_Goal of the exercise_: Though the records contain pictures, copy none of them; repeat exactly the lines from the one with "Could you identify the gate" to the end.

(Beginning of Given data)

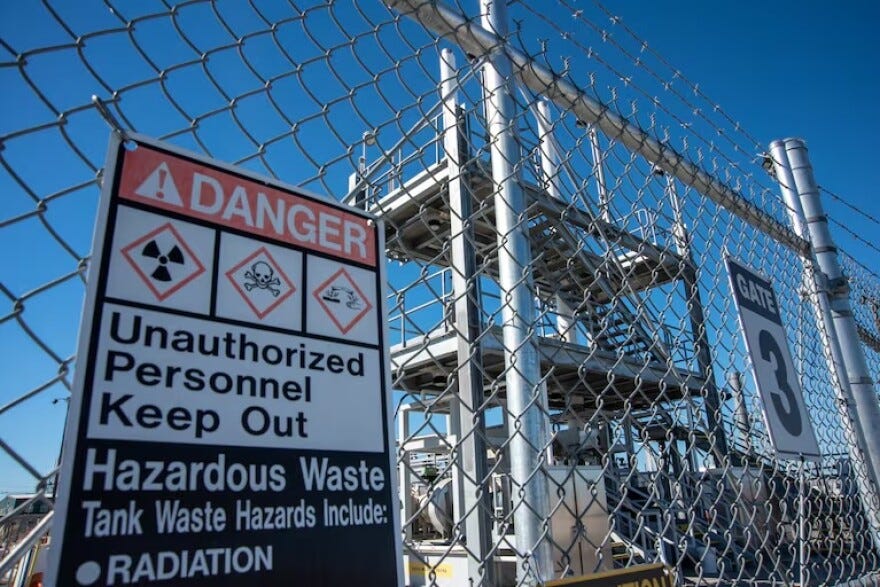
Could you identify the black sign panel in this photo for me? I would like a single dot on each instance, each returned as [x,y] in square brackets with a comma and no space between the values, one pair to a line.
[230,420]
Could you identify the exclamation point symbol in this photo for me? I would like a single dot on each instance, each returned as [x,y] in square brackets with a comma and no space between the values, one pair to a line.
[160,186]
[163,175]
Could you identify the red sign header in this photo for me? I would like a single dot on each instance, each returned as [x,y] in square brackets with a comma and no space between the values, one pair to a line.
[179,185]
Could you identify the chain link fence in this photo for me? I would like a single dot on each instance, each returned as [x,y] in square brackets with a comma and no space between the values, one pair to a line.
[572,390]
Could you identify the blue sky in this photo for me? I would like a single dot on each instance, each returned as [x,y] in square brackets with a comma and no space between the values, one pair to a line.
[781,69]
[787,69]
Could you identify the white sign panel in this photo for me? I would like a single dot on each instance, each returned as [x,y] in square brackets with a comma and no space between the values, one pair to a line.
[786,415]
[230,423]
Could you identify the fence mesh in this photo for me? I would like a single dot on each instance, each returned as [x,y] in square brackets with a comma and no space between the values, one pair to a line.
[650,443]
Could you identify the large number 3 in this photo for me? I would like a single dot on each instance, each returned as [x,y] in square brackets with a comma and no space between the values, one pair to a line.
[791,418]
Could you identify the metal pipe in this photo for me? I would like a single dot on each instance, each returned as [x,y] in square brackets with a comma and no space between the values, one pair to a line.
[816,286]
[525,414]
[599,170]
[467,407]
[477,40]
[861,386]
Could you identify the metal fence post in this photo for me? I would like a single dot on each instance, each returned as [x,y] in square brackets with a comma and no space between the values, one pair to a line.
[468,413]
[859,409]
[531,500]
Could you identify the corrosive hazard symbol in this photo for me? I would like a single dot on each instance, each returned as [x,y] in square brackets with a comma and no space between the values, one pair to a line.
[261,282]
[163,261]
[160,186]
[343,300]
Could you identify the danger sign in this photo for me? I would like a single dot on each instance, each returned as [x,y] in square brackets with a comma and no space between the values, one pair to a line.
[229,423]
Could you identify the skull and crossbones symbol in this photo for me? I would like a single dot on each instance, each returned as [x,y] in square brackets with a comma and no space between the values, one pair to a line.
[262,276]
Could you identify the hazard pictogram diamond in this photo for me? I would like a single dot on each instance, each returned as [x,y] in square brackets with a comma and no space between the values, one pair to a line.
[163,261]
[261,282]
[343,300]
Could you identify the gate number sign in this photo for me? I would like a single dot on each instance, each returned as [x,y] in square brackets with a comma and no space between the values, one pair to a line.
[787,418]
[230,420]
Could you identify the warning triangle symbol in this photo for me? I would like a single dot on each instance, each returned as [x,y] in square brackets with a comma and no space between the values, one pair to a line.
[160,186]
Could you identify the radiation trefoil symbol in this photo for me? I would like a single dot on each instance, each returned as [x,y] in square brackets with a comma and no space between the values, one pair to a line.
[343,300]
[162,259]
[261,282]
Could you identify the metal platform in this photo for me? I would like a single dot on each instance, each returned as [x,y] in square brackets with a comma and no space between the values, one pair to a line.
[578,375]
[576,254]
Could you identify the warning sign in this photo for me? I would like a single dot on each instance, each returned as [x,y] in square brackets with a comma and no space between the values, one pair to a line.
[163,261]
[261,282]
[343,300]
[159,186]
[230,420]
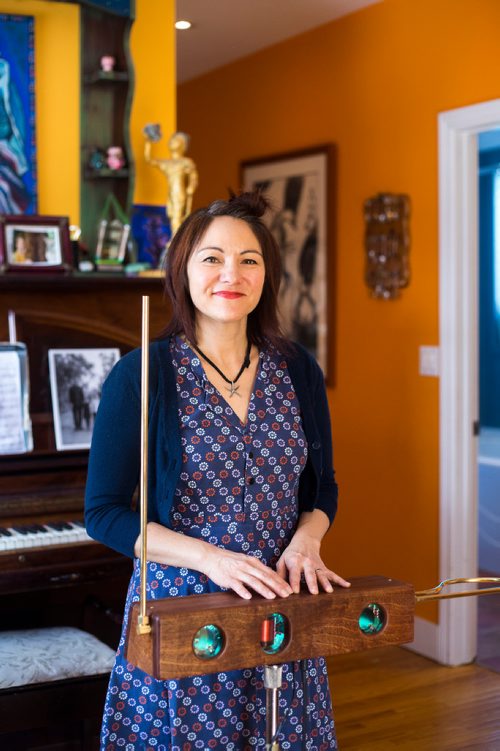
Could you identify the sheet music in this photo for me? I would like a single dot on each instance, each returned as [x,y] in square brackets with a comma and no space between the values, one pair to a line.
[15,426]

(End of Given data)

_Result of the task_:
Could you identify the gate number sign in this photo for me? I would like a single dot on each instance, each returned as [x,y] in square brackets with a comma and no space between the values, one pair to a line.
[787,418]
[230,420]
Could you identify the warning triangle symbol in this photo for me? I would like a single dot on each instance, each returned as [x,y] in square brackets with a comma and no space between the values, one pair to a line.
[160,186]
Could you identify the radiation trefoil symbol in this photo for me? I would like a single dot on each instance, each returned as [x,y] in square brackets with a comma and no space between the values, one pair to a line.
[343,300]
[162,259]
[261,282]
Could you identify the metal platform in this photo for me? I would like a single dot on each instance, each returned as [x,y] in square brackets with a comma and no space between the values, one pair to a line.
[578,375]
[576,254]
Could you identify the warning sign in this photo for me? I would like a single dot on each instance, each returned as [x,y] in square brackets with a comma and no space between the values, one pair to a line.
[163,261]
[261,282]
[343,300]
[159,186]
[230,420]
Could you identify the sheet music in this photo for me? I would like a single dot on each instance, each returned as [x,y] in square brackets with a comma and no space between the values, one pair to a line.
[15,426]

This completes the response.